Quote every entry word for word.

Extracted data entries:
= = = = =

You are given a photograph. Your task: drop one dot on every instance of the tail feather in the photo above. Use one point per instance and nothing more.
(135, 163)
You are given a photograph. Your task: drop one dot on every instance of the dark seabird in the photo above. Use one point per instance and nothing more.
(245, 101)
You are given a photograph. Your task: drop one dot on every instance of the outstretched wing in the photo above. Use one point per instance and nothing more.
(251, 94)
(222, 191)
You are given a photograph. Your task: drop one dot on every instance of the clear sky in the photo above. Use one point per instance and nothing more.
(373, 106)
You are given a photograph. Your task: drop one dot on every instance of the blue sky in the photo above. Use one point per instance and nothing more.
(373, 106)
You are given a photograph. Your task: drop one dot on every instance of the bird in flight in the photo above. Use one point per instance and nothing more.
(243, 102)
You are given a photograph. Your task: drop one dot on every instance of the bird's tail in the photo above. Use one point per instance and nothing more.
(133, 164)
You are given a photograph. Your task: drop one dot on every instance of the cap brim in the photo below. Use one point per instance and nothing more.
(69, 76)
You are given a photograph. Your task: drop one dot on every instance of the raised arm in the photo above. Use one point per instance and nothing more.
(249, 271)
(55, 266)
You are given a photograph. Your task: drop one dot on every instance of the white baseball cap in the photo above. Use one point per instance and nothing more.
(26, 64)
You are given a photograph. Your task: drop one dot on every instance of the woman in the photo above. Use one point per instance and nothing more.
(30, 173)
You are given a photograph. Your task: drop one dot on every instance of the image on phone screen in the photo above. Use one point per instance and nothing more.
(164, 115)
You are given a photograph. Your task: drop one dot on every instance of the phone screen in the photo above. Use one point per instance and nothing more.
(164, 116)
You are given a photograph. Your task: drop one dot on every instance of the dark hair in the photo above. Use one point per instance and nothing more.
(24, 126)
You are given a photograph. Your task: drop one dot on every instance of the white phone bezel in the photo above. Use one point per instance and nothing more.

= = = = =

» **RESPONSE TO THIS EXERCISE**
You are given a photograph. Your task: drop one dot on every instance of the tail feather in the photo above. Use one point per instance and nothing more.
(135, 163)
You are given a photograph. Your task: drop one dot on every instance of the dark seabird in the photo above. Use one point per instance and nothing more.
(245, 101)
You are given a photograph. Your task: drop one dot on every instance of the outstretched wing in the photo above. Use one point per instance and nothing more.
(251, 94)
(222, 191)
You are given a photograph. Your task: drop one dot on every instance of the clear sky in the photo above. Use one point per instance and nothing more.
(373, 106)
You are given a photograph. Your task: drop one dot on every instance of the blue sky in the photo above. Use one point per instance and nothing more.
(373, 106)
You are given a photograph. Your task: drop one dot on every instance of the bird in flight in the photo above. Use one point per instance and nothing more.
(243, 102)
You are given a photograph. Your task: drop one dot on every instance of the bird's tail in the photo above. Use one point per instance and nothing more.
(133, 164)
You are given a photograph. Your task: drop one dot on every instance of the cap brim in the photo below. Use one point per instance and nothing more.
(69, 76)
You are given a photograph. Your task: drop one dot on every instance of the raised arm in the photo above. Use one point per instance and nothing more.
(249, 271)
(55, 266)
You are given a photograph. Your task: drop one dot on every instance of the white baseball cap in the photo above. Use one point per instance and nothing more.
(26, 64)
You are given a photograph. Your task: drop one dot on every instance of the woman in the photo above. Use one point per instance and nothing more.
(30, 173)
You are given a photograph. Your task: drop one dot on every instance of the image on phone screen in the photo above. Use one point per instance and nothing more.
(164, 115)
You are given a photograph. Your task: drop one dot on every instance of the phone screen in the photo above. Use one point per instance and nothing more.
(164, 116)
You are given a photograph. Your task: drop one dot on every instance of the dark hair in the photo above. Use one point per instance and nothing more.
(24, 126)
You are given a photograph. Your task: drop one dot on every instance of the white phone bezel in the photo above. Use one point per instance and nothing more.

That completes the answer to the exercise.